Lab Exercise #3: Spatial Interpolation: Inverse Distance Weighting and Kriging of Several Datasets including Ozone concentration.

John Doe

Specific Instructions for Tasks 1-4

Task #1: Inverse Distance Weighting by hand

The table below represents x and y coordinates of something called ‘Value’. Estimate the value of the fourth record (indicated by a ‘?’) using inverse distance weighting. Draw a crude scatter plot of the data in the table to the right of the table.

X coord / Y coord / Value
1 / 3 / 11
3 / 5 / 7
2 / 7 / 3
3 / 3 / 8.3
7 / 4 / 9

Now, enter this table into Excel or some text editor and read it in as an ‘event theme’ to ArcView. Convert that shapefile to an Arc/INFO point coverage and do an IDW on that point coverage. How did the output of Grid’s IDW command differ from your simple hand calculation? Explain. It had the possibility to be much more accurate. In arc, I got 8.431223 as the value. But that value was dependent on getting the cursor to the right place.

— RECORDED DATA —
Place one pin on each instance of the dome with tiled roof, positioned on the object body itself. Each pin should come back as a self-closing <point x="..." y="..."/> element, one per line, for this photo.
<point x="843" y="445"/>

— JOBS —
1) From the interpolation lab exercise text, give again the passage starting at "Task #1: Inverse" and ending at "the right place.".
2) Answer these questions using the interpolation lab exercise text:
(a) Which two interpolation methods does the title name?
(b) What should the shapefile be converted to before running the IDW?
(c) What value did the author get in Arc?
3) Pick up the interpolation lab exercise text where it stops and continue writing it.
The lines are separate material from the interpolation lab exercise text.

— RESULTS BY TASK —
1)
Task #1: Inverse Distance Weighting by hand

The table below represents x and y coordinates of something called ‘Value’. Estimate the value of the fourth record (indicated by a ‘?’) using inverse distance weighting. Draw a crude scatter plot of the data in the table to the right of the table.

X coord / Y coord / Value
1 / 3 / 11
3 / 5 / 7
2 / 7 / 3
3 / 3 / 8.3
7 / 4 / 9

Now, enter this table into Excel or some text editor and read it in as an ‘event theme’ to ArcView. Convert that shapefile to an Arc/INFO point coverage and do an IDW on that point coverage. How did the output of Grid’s IDW command differ from your simple hand calculation? Explain. It had the possibility to be much more accurate. In arc, I got 8.431223 as the value. But that value was dependent on getting the cursor to the right place.

2)
(a) Inverse Distance Weighting and Kriging
(b) An Arc/INFO point coverage
(c) 8.431223

3)
Task #2: Kriging and IDWing without a ‘truth’ or reference grid

If you look at the Point Attribute table for the point coverage ‘usozonesites’ (usozonesites.pat) you will find that there are numerous attributes. We will work with the attribute: ‘O3apr2oct_’ (don’t forget the underscore ‘_‘at the end). First we will create an interpolated grid of the ‘O3apr2oct_’ values using the Inverse Distance Weighting command. Get into the right workspace and get into Grid. At the Grid prompt type:

Grid: idwozone = IDW(usozonesites, o3apr2oct_,. #, 2, Sample, 11, 1000000, 10000)

Take a look at the grid you created ‘idwozone’ in ArcView. Now create another interpolated filed using the ‘kriging’ command in grid. At the grid prompt type:

Grid: krigozone = kriging(usozonesites, o3apr2oct_,. #, both, varozone, linear, sample, 11, 1000000, 10000)

This command produced three things: 1) a kriged estimate of the ‘3apr2oct_’ attribute of the usozonesites point coverage, 2) A semi-variogram of that attribute of the point coverage, and 3) a variance of the kriged estimate grid. To look at these outputs read the interpolated grid ‘krigozone’ into ArcView. Also read the interpolated grid ‘varozone’ into ArcView. To see the semi-variogram run Arcplot, do a disp 9999, then type semivariogram krigozone.svg. This should display a semi-variogram in the ArcPlot display. Use Snag-it to save this image somewhere (This is shown in figure 1.)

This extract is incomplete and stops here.